▶ [Materials provided]
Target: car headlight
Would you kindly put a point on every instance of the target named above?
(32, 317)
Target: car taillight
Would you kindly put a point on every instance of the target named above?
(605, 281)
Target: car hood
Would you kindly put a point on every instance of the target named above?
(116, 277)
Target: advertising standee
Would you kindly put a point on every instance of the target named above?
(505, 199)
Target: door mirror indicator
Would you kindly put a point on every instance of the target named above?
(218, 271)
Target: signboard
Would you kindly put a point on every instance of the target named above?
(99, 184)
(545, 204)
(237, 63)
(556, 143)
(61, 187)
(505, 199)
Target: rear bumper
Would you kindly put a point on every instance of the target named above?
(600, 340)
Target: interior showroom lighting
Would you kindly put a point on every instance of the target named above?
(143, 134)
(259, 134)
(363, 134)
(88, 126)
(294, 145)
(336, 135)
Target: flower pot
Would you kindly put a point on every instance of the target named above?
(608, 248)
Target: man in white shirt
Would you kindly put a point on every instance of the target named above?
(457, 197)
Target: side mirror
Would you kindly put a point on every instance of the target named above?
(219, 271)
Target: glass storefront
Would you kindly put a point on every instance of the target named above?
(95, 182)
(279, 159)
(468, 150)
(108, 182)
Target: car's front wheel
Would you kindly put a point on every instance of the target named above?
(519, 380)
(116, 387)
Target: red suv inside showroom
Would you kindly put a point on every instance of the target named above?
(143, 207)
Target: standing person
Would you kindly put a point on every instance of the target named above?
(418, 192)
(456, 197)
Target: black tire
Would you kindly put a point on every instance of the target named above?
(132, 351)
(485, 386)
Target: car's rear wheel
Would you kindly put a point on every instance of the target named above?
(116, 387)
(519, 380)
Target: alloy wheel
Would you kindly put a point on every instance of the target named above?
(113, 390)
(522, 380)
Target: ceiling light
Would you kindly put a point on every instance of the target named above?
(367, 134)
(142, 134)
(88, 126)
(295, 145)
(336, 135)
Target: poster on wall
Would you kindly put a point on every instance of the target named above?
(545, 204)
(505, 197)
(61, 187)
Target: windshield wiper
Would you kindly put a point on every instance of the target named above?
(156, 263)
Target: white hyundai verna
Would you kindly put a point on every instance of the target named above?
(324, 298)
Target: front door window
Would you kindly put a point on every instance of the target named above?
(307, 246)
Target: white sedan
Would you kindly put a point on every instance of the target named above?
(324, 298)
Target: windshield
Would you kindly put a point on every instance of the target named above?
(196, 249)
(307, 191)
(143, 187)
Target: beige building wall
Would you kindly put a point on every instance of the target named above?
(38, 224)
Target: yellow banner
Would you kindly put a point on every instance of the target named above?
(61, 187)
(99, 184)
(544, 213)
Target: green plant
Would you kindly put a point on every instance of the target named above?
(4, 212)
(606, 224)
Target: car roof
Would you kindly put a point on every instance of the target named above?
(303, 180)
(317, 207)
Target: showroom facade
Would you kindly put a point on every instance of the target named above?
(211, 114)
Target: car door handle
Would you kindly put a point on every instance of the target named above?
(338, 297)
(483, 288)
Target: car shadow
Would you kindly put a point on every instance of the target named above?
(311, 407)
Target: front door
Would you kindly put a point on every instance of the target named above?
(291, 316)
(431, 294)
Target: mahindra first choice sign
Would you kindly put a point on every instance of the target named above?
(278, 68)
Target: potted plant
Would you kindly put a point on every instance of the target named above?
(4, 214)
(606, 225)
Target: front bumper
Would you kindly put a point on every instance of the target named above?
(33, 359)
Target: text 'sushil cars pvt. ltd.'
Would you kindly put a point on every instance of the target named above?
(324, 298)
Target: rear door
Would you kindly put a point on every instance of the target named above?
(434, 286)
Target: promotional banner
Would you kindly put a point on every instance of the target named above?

▶ [Exercise]
Copy every line above that holds the word "showroom".

▶ [Answer section]
Target: interior showroom lighting
Target: red suv inside showroom
Target: showroom facade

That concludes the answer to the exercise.